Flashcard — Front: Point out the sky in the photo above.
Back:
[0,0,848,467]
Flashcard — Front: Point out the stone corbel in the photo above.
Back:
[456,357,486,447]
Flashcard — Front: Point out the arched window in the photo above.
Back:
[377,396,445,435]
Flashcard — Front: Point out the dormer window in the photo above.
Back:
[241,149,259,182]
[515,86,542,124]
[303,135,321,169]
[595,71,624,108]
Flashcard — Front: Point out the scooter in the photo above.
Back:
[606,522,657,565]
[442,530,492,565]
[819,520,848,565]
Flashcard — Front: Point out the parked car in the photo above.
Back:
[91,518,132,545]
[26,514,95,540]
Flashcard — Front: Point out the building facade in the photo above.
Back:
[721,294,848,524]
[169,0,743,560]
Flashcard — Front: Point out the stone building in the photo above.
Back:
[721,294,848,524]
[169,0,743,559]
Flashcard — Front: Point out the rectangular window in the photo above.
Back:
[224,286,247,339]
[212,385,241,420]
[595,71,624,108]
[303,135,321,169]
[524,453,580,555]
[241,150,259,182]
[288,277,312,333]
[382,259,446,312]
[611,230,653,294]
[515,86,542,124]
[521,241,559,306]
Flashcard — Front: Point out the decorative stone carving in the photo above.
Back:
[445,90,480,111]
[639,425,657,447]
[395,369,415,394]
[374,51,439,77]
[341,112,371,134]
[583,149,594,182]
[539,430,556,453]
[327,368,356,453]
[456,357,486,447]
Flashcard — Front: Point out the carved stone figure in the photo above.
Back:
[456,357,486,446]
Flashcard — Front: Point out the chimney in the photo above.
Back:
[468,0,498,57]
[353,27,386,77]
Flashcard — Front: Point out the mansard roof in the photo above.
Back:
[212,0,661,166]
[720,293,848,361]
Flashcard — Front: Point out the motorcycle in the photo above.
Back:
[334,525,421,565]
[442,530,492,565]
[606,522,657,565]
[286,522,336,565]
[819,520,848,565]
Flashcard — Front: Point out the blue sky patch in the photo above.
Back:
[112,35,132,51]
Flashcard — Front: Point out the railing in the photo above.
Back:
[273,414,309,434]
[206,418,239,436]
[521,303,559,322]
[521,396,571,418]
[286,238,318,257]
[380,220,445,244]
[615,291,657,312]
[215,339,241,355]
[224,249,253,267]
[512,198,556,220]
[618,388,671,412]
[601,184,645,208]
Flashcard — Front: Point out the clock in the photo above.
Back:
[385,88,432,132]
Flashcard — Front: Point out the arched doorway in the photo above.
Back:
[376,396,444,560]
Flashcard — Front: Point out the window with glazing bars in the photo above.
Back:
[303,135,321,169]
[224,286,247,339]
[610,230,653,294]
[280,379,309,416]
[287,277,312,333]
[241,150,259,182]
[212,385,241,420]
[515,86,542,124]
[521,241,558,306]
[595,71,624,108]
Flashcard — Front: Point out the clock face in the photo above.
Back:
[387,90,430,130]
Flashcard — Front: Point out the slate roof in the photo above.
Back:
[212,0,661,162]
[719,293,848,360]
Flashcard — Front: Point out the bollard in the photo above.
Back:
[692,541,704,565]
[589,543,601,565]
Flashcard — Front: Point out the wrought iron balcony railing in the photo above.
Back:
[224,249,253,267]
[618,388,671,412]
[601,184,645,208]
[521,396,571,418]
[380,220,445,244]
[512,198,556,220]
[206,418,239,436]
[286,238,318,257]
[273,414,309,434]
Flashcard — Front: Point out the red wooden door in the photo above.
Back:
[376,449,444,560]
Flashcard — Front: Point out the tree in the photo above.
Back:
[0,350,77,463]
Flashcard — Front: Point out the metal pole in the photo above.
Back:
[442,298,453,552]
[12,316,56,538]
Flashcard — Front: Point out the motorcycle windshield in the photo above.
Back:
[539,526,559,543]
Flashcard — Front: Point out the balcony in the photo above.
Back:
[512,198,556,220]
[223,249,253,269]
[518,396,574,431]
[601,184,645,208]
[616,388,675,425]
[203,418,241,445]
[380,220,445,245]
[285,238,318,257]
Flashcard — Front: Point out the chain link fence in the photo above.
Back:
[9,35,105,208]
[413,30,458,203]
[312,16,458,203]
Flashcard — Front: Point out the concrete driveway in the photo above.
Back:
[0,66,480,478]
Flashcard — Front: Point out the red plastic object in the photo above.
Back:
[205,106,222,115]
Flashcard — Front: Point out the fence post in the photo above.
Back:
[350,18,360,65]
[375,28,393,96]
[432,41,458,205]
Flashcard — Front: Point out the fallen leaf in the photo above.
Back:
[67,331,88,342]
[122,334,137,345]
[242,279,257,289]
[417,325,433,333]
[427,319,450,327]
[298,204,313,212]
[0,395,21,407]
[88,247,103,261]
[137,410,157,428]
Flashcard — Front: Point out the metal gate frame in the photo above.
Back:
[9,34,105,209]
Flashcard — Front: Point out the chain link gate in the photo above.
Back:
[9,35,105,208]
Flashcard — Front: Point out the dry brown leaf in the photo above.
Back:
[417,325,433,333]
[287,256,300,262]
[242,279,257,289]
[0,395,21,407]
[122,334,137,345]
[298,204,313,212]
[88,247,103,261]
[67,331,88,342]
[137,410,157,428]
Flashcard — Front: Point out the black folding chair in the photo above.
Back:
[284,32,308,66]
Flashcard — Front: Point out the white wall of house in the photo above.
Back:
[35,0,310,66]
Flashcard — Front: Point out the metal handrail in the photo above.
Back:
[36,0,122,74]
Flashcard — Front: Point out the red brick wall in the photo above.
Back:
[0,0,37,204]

--

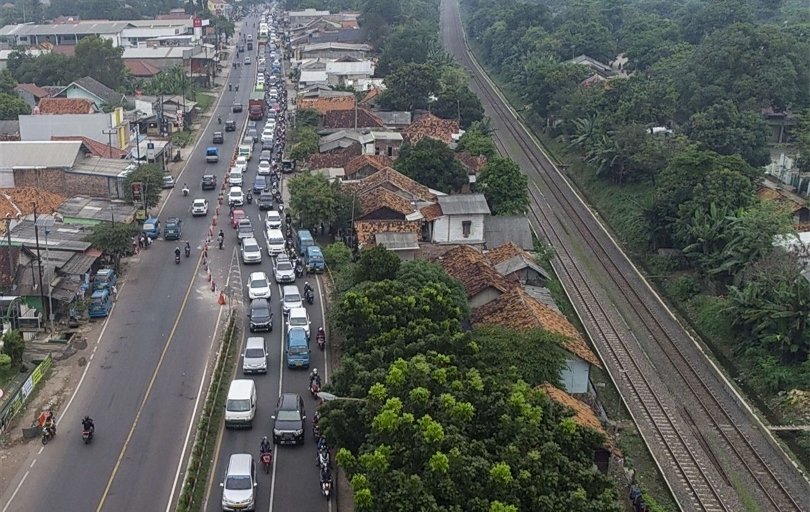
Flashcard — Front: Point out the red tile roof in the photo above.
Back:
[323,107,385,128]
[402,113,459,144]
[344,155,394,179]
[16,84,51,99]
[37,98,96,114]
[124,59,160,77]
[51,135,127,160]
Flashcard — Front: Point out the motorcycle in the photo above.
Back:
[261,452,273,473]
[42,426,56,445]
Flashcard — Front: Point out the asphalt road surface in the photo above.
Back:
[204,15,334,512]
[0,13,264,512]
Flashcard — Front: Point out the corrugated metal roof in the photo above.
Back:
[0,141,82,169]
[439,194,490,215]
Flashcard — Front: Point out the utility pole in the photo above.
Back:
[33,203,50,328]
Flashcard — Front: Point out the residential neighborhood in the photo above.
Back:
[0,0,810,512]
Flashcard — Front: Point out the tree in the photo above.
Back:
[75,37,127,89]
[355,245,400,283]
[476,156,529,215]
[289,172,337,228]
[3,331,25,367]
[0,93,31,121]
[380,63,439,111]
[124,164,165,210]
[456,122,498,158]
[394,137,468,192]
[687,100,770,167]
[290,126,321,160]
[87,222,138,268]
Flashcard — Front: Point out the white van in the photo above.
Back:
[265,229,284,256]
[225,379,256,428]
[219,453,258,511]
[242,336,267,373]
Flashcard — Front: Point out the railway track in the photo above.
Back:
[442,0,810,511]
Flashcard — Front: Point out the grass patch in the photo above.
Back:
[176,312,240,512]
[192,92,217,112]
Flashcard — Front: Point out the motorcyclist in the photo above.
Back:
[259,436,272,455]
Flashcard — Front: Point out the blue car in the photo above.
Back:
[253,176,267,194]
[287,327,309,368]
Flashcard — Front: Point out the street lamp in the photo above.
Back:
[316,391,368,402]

# WHAT TO WORK ON
How many lines in the entries above contain the word "building"? Reply with the number only.

# WRITTEN ANSWER
2